**Text to read:**
┄┄┄┄┄┄┄┄┄┄┄┄┄┄┄┄┄┄┄┄

In an interview with Pritish Nandy of Rediff.com, director Jabbar Patel said that the research and filming took three years each. The government said they wanted a film on the scale of Richard Attenborough's Gandhi. For the role of Ambedkar, they considered hundreds of actors around the world. Patel claimed that, in that search, they also sought Robert De Niro who was very keen on the role but backed off when he was told that he had to drop his American accent and speak the way Ambedkar did—in his typically "clipped Indo-British accent". Mammootty was cast by chance when Patel saw his picture on a magazine and felt he had some resemblance with Ambedkar. Mammootty was initially resistant to be cast as that would have meant shaving off his mustache, recalls Patel. Since there were no footage of Ambedkar available to them, his body language and way of talking was to be done out of imagination. The film was simultaneously shot in English and Hindi.

┄┄┄┄┄┄┄┄┄┄┄┄┄┄┄┄┄┄┄┄

**Provided material:**
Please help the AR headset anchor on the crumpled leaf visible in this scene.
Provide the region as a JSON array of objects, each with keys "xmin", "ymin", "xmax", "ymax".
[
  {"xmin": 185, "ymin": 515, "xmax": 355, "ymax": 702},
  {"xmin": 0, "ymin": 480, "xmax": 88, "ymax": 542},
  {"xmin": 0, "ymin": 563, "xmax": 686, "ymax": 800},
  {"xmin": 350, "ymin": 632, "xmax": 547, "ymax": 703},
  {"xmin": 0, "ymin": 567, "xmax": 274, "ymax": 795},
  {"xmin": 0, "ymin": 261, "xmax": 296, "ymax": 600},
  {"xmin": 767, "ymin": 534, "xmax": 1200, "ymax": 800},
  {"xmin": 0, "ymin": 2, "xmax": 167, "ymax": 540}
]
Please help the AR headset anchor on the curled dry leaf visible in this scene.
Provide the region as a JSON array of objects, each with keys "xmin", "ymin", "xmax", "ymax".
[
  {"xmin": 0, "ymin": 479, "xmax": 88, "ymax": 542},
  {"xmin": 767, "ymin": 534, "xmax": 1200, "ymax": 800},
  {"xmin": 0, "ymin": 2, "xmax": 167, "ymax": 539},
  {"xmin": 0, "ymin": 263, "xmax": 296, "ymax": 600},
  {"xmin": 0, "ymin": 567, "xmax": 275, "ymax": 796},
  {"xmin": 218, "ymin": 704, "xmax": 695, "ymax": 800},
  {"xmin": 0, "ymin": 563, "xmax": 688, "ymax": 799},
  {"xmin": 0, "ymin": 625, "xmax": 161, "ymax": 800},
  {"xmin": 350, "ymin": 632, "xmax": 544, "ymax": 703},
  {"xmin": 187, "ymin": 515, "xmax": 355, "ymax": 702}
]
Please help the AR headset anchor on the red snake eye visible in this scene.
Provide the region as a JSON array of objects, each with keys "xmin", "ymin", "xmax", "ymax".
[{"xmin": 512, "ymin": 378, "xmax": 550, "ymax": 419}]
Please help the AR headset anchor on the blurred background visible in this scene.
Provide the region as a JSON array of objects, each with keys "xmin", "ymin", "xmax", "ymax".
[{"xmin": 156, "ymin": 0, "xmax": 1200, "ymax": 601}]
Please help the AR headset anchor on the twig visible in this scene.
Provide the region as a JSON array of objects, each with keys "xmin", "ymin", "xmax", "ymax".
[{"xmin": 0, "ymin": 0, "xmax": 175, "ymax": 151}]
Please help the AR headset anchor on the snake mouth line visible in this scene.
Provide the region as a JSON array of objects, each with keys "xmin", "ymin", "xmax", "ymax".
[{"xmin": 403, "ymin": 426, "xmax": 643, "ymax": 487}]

┄┄┄┄┄┄┄┄┄┄┄┄┄┄┄┄┄┄┄┄

**Things to do:**
1: Decide whether each statement agrees with the text about making the Ambedkar film. Answer yes or no for each, and quote the deciding words from the text. (a) The research and the filming each took three years. (b) Robert De Niro backed away from the role because he would have had to shave his mustache. (c) The film was shot in English and Hindi at the same time.
2: Carry on the text about making the Ambedkar film from the point where it stops.

**Exercise results:**
1:
(a) Yes: "the research and filming took three years each"
(b) No: "backed off when he was told that he had to drop his American accent and speak the way Ambedkar did"
(c) Yes: "The film was simultaneously shot in English and Hindi."

2:
Although Dr. Babasaheb Ambedkar was certified in 1998, it was released commercially in 2000.

==Music==

Track list
| No. | Title | Lyrics | Singer(s) | Length |
|---|---|---|---|---|
| 1. | "Kabir Kahe" (Hindi language song) | Kabir | Ravindra Sathe, Vinod Sehgal | 5:31 |
| 2. | "Buddham Saranang Gachhami" (Pali language song) | Bhikkhus | Jayashree Shivram and Roop Kumar Rathod | 4:49 |
| 3. | "Bhamaichya Wasracha" (Marathi language song) | Vitthal Umap | Vitthal Umap |  |

==Awards==
The film won National Film Awards (India) in 1999.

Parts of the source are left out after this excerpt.